§ **Written problem**
In the material below, rewrite everything from the line containing "any person's hand." down to the line containing "(126, 17), (165, 80)", changing "bounding box" to "rectangle" and keeping everything else the same.

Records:

::::::

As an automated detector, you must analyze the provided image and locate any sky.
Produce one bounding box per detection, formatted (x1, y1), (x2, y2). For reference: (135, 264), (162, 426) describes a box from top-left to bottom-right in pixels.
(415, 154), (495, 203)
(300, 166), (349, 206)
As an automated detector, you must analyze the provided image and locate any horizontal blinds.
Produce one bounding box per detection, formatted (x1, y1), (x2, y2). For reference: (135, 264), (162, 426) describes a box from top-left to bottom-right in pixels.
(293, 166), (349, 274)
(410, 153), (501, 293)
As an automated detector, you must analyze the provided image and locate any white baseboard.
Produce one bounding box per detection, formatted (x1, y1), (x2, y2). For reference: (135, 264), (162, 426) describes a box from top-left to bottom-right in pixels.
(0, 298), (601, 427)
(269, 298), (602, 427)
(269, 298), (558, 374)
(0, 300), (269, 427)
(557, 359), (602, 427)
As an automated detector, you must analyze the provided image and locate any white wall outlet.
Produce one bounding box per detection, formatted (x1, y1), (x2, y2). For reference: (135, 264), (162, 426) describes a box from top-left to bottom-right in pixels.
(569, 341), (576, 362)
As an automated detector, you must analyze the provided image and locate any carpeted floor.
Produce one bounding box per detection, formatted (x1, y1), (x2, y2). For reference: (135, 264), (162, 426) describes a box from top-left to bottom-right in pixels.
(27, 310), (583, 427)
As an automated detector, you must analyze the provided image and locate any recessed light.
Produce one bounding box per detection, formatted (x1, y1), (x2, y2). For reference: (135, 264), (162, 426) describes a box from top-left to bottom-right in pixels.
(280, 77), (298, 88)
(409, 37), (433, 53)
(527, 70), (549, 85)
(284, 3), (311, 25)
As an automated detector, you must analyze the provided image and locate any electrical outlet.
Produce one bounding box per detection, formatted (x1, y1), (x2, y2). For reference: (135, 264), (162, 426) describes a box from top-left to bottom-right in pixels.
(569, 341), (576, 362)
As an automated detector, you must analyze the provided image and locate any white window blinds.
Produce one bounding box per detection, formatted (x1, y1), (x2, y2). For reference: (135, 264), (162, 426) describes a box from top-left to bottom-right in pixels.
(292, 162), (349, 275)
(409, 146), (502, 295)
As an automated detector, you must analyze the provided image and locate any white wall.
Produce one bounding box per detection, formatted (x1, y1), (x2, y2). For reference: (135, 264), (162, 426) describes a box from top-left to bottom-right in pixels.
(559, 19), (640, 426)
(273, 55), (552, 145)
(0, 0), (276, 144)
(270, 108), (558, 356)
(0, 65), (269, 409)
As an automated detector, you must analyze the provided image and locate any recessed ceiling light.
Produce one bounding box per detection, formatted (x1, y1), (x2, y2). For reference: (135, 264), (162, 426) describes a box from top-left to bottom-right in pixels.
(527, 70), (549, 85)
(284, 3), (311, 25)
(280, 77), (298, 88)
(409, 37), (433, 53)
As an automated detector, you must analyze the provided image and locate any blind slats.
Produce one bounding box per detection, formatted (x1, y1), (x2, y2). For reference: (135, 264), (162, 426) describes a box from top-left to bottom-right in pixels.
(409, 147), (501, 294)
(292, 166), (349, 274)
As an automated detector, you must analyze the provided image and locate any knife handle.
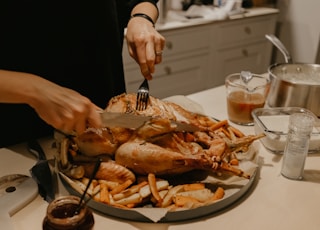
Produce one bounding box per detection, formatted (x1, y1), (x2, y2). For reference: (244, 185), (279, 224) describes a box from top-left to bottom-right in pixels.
(28, 140), (47, 160)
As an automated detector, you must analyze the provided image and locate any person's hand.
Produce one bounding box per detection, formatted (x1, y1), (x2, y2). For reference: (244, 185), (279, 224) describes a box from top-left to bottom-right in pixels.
(29, 78), (101, 134)
(126, 17), (165, 80)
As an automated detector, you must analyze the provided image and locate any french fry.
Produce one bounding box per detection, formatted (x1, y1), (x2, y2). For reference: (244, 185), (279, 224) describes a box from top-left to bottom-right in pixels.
(110, 180), (133, 195)
(100, 183), (110, 204)
(98, 180), (119, 190)
(161, 185), (183, 207)
(173, 194), (199, 207)
(209, 120), (228, 131)
(115, 193), (142, 205)
(148, 173), (162, 203)
(139, 180), (169, 198)
(183, 183), (205, 191)
(229, 126), (245, 137)
(177, 188), (213, 202)
(211, 187), (224, 201)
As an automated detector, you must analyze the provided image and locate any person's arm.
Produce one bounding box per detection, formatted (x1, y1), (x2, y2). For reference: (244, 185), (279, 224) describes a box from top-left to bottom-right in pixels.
(0, 70), (101, 133)
(126, 1), (165, 80)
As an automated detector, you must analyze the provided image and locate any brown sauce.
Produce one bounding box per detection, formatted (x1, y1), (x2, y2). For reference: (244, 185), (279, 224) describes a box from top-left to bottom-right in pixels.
(227, 91), (265, 124)
(42, 204), (94, 230)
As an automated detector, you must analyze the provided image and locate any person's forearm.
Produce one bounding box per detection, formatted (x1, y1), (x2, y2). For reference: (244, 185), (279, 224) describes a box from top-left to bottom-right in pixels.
(131, 2), (159, 23)
(0, 70), (46, 104)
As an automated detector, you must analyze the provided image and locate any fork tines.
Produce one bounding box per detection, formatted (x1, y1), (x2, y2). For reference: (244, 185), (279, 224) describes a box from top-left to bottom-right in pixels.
(136, 79), (149, 111)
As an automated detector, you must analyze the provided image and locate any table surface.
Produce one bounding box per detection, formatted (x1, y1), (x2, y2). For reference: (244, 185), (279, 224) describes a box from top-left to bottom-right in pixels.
(0, 86), (320, 230)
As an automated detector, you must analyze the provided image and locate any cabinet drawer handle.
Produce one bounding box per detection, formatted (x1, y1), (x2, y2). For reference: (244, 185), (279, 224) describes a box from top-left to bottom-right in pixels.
(244, 26), (251, 34)
(242, 49), (249, 57)
(166, 41), (173, 50)
(164, 66), (171, 75)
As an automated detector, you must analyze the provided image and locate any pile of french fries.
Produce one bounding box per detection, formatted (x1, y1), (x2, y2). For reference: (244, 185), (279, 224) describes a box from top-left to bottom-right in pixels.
(72, 173), (225, 211)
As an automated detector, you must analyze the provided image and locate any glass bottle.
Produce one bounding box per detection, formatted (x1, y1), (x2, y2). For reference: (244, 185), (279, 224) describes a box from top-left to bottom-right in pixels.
(42, 196), (94, 230)
(281, 113), (314, 180)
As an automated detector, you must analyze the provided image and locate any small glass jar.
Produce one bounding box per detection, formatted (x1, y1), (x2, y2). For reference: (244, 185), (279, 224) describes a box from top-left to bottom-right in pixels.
(42, 195), (94, 230)
(281, 113), (314, 180)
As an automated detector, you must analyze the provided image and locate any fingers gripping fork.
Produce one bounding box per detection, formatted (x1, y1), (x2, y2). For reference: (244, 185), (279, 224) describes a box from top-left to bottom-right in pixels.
(136, 79), (149, 111)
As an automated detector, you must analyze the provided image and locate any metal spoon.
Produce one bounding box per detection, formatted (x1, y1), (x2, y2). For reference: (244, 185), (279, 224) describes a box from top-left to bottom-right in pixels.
(74, 158), (102, 214)
(240, 71), (252, 86)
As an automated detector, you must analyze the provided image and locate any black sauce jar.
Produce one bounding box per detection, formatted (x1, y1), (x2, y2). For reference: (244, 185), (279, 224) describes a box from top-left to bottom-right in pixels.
(42, 196), (94, 230)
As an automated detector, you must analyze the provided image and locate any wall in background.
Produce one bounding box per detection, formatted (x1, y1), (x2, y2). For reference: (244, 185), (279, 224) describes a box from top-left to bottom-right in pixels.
(273, 0), (320, 63)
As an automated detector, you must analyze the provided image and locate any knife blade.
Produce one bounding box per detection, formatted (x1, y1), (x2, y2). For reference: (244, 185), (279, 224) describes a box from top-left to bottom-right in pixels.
(28, 140), (55, 202)
(100, 111), (199, 132)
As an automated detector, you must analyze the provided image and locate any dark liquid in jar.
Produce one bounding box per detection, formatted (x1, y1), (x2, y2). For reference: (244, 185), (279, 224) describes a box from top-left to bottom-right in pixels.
(42, 204), (94, 230)
(227, 91), (265, 124)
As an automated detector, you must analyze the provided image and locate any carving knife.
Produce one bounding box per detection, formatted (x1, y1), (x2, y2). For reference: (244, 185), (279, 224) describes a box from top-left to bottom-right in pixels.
(100, 111), (199, 132)
(28, 140), (55, 202)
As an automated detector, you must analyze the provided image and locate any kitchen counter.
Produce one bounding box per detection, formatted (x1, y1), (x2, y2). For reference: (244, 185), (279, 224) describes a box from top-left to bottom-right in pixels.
(156, 7), (279, 32)
(0, 86), (320, 230)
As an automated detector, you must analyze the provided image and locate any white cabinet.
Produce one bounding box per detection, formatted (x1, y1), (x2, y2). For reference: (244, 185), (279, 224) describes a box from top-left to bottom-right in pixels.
(208, 15), (276, 85)
(123, 8), (277, 98)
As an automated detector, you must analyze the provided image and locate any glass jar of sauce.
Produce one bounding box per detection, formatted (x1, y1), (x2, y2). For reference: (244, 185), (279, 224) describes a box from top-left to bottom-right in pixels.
(42, 196), (94, 230)
(225, 73), (270, 125)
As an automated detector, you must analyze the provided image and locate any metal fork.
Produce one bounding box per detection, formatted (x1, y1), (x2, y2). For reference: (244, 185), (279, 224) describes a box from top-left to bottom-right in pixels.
(136, 79), (149, 111)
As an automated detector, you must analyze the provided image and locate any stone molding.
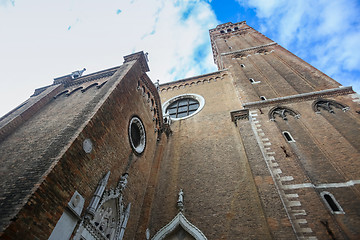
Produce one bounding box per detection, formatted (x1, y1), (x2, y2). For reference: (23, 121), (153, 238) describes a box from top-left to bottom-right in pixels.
(230, 108), (249, 126)
(159, 69), (227, 92)
(243, 86), (354, 108)
(152, 212), (207, 240)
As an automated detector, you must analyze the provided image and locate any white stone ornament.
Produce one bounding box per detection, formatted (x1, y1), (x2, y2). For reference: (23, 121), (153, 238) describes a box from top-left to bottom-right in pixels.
(83, 138), (93, 153)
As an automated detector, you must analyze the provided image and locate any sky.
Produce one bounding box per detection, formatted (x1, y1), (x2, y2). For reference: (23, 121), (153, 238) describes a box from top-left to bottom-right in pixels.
(0, 0), (360, 116)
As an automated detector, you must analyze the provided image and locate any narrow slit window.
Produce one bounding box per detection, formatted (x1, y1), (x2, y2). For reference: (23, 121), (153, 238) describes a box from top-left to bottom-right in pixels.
(321, 192), (344, 214)
(283, 131), (295, 142)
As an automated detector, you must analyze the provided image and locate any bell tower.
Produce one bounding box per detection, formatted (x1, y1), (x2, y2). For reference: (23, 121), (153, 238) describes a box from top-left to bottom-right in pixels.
(210, 21), (340, 102)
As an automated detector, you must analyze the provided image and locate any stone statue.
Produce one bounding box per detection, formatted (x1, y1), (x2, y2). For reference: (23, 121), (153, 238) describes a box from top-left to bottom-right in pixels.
(155, 79), (160, 91)
(119, 173), (129, 191)
(177, 189), (184, 211)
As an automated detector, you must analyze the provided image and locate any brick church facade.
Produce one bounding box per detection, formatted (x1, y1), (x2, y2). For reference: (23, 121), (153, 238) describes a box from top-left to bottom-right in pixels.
(0, 22), (360, 240)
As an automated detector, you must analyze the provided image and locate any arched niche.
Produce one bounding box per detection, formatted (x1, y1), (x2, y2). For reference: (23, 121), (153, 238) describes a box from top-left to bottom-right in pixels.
(269, 106), (300, 121)
(152, 212), (207, 240)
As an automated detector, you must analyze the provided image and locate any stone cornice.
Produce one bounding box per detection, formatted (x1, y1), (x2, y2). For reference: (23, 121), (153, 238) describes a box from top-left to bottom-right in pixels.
(221, 42), (277, 56)
(243, 87), (354, 108)
(160, 69), (227, 91)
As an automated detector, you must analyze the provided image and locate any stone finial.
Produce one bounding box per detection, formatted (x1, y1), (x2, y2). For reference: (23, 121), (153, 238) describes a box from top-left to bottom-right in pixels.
(177, 189), (184, 211)
(154, 79), (160, 91)
(124, 51), (150, 72)
(119, 173), (129, 191)
(71, 68), (86, 79)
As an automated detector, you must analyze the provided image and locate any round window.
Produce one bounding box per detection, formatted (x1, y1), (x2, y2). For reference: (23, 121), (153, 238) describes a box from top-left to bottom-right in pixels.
(163, 94), (205, 120)
(129, 117), (146, 154)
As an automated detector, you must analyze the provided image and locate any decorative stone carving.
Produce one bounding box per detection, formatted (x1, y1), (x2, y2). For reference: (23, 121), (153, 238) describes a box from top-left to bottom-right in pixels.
(119, 173), (129, 192)
(71, 68), (86, 79)
(313, 99), (350, 114)
(152, 212), (207, 240)
(151, 189), (207, 240)
(177, 189), (184, 211)
(269, 106), (300, 121)
(74, 171), (131, 240)
(154, 79), (160, 91)
(230, 109), (249, 126)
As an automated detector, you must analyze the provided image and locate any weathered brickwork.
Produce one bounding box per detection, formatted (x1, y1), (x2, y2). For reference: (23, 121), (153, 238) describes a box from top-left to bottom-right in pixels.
(2, 53), (165, 239)
(0, 22), (360, 240)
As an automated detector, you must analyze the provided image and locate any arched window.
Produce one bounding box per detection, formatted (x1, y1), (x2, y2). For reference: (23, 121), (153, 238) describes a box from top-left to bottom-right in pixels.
(283, 131), (295, 142)
(163, 94), (205, 120)
(320, 192), (345, 214)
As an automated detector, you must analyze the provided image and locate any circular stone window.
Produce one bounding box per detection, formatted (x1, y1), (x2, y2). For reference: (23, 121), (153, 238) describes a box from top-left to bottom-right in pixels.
(129, 117), (146, 154)
(163, 94), (205, 120)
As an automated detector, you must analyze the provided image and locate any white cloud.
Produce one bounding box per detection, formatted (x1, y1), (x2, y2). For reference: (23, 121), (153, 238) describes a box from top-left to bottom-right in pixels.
(0, 0), (218, 115)
(237, 0), (360, 92)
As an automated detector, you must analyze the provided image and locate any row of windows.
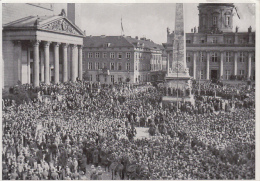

::::::

§ **Result of this exercise**
As an automated detector, you must analyze the provided image and locate any person's hand.
Produce one rectangle per detection, formatted (x1, y1), (x2, y2). For reference: (244, 185), (279, 224) describes a box from top-left to bottom-right in pixels.
(29, 78), (101, 134)
(126, 17), (165, 80)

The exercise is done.